━━ Material for this exercise

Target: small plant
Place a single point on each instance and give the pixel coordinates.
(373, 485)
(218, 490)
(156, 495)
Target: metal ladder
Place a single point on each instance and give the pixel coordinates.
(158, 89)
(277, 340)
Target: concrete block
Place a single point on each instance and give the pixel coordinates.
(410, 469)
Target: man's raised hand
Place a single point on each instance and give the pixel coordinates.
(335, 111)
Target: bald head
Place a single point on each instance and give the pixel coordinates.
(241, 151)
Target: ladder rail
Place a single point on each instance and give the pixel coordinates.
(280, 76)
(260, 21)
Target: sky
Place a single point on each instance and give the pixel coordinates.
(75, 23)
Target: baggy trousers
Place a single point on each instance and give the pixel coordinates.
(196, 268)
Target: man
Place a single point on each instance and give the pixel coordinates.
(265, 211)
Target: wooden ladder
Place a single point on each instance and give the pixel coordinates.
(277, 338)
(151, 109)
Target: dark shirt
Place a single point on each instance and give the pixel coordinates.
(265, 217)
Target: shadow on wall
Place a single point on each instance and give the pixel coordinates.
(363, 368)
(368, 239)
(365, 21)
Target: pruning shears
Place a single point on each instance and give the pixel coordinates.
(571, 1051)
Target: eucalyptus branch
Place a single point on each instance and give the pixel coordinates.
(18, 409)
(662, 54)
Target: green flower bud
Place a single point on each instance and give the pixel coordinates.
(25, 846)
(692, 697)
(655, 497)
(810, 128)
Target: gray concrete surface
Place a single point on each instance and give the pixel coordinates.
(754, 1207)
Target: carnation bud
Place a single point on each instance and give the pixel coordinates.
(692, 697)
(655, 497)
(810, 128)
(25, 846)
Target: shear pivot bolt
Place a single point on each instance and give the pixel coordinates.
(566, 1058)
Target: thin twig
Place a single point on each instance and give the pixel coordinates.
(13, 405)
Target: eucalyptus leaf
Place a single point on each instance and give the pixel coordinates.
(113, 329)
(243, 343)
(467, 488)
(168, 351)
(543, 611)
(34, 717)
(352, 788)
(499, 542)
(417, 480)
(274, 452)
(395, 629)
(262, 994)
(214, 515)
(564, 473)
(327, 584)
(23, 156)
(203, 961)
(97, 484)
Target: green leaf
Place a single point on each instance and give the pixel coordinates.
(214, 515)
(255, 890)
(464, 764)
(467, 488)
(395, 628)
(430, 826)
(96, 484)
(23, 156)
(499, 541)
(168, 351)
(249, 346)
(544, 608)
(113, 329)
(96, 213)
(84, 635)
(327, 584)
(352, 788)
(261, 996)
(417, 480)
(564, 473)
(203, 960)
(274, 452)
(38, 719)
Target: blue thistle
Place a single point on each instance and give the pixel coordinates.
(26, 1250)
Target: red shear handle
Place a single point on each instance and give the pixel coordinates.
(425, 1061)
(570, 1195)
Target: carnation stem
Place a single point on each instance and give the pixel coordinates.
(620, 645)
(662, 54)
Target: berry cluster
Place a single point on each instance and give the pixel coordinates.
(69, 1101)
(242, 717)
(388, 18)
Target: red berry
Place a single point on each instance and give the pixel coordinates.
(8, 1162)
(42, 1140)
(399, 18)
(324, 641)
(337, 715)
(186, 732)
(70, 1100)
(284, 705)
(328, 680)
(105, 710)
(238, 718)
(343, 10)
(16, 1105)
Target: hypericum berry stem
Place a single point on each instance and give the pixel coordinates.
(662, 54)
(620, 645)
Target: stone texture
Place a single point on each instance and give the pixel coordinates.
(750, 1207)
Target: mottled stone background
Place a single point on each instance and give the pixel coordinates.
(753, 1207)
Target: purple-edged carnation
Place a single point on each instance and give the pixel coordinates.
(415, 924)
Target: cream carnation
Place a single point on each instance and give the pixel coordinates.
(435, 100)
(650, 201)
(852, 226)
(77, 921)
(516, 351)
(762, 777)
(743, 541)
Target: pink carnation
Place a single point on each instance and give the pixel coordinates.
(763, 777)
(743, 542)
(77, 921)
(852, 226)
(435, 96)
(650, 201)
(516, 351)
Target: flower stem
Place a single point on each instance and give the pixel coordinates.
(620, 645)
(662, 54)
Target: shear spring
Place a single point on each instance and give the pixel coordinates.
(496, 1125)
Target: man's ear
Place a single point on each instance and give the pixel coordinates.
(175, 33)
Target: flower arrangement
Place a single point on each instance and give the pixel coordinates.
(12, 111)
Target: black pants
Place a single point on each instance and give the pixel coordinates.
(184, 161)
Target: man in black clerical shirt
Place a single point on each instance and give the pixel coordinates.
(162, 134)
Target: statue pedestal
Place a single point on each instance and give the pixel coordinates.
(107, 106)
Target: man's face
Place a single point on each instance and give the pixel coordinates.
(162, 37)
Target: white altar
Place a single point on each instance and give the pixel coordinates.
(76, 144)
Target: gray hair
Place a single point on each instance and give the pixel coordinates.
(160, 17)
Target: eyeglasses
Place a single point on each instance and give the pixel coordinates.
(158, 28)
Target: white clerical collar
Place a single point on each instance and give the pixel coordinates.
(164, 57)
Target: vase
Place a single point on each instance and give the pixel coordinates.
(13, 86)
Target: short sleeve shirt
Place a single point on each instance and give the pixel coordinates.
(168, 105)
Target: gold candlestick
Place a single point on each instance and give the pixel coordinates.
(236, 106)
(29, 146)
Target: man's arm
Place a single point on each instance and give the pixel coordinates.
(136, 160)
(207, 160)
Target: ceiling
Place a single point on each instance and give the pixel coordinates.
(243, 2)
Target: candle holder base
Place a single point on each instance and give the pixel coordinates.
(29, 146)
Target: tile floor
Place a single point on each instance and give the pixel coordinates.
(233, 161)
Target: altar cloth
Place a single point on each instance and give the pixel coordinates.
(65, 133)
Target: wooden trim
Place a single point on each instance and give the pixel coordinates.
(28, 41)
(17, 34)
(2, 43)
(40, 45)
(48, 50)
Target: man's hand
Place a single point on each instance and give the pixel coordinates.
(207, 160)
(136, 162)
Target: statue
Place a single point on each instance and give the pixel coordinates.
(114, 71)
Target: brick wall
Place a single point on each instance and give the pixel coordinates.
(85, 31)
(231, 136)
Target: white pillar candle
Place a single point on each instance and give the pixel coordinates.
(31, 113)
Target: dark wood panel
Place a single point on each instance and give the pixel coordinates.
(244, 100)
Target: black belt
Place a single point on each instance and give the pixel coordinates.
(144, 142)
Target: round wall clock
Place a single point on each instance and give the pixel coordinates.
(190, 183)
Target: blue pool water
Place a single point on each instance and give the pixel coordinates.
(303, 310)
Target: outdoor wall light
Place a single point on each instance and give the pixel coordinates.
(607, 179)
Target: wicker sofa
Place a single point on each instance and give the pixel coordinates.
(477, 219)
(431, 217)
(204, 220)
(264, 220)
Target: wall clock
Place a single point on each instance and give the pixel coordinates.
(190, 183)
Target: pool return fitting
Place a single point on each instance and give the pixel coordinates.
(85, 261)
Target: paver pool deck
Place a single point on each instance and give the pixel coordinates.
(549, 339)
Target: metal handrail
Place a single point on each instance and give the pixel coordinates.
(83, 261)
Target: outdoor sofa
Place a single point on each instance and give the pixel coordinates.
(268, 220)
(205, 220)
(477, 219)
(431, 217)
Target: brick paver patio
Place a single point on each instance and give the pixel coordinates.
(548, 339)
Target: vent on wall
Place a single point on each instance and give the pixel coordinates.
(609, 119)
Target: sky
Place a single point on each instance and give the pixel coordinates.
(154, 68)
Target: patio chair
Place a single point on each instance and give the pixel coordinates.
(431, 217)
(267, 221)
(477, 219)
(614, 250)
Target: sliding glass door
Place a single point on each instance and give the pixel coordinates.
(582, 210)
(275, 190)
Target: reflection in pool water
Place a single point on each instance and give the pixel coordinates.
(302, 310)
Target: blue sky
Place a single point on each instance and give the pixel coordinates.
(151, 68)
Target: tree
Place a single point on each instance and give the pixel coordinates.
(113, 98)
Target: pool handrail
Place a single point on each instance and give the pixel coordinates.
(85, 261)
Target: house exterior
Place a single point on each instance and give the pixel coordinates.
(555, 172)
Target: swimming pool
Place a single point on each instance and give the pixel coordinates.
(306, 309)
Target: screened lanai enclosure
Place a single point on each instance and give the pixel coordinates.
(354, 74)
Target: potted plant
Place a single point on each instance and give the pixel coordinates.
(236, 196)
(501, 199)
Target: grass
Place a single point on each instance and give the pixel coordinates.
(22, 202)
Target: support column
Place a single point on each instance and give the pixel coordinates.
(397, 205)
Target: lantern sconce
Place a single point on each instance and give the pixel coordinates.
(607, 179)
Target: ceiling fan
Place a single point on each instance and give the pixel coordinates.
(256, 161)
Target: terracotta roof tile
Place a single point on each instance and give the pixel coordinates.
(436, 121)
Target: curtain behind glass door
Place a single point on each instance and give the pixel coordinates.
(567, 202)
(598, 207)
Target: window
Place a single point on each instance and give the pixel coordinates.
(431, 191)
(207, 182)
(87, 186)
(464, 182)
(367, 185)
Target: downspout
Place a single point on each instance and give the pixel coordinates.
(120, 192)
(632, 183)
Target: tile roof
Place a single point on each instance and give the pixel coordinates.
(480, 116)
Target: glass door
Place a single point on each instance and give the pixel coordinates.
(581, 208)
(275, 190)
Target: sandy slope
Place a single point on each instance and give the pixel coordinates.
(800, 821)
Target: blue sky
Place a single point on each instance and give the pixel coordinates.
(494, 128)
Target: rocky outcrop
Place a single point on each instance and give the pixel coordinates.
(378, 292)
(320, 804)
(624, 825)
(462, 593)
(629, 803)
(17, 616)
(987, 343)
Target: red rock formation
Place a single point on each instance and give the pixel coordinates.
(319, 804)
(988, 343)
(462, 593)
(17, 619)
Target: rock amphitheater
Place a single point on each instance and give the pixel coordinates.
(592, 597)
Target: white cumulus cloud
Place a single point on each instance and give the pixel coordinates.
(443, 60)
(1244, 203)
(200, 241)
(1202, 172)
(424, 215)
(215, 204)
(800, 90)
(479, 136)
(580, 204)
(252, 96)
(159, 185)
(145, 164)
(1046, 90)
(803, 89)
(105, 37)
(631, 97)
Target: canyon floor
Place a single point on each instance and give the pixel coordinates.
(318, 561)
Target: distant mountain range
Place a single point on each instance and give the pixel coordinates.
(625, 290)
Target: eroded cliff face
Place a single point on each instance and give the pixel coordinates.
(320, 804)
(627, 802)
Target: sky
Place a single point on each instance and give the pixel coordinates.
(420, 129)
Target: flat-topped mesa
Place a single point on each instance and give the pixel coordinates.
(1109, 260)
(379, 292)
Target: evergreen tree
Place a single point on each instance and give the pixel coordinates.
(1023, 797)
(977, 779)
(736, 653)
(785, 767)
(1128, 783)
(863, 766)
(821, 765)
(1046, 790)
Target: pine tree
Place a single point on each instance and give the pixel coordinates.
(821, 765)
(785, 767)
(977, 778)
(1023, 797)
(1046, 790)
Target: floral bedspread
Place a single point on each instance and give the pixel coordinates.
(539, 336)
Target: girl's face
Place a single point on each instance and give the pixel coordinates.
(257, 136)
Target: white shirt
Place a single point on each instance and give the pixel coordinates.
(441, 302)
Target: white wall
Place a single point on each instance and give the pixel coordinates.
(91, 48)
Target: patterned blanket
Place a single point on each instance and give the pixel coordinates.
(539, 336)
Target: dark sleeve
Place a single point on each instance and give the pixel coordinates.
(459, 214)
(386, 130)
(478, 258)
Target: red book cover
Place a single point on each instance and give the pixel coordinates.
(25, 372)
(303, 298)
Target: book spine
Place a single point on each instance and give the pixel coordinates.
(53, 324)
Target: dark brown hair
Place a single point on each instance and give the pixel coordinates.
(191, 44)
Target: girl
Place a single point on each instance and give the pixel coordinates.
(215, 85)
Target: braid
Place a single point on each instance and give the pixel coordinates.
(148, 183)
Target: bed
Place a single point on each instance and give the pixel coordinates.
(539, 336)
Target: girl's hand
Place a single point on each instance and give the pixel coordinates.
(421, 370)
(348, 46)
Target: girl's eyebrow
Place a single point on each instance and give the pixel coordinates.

━━━━

* Written instruction
Locate the line that contains "Target: book spine", then please quote it and every line after it to the end of the entries above, exactly and with nothing else.

* Reply to the task
Target: book spine
Place a single point on each instance and give the pixel coordinates.
(53, 324)
Target: dark brown hair
Place a single point on each instance and give the pixel coordinates.
(191, 44)
Target: girl
Place a single point on each instance and give the pixel coordinates.
(215, 85)
Target: braid
Place a single point on each instance and give the pixel coordinates.
(148, 183)
Target: bed
Place a single point on each instance and give the pixel coordinates.
(539, 336)
Target: girl's hand
Place a single point on each instance and give the pixel coordinates.
(421, 370)
(348, 46)
Target: girl's eyebrow
Place a single point on each instance and give the pixel coordinates.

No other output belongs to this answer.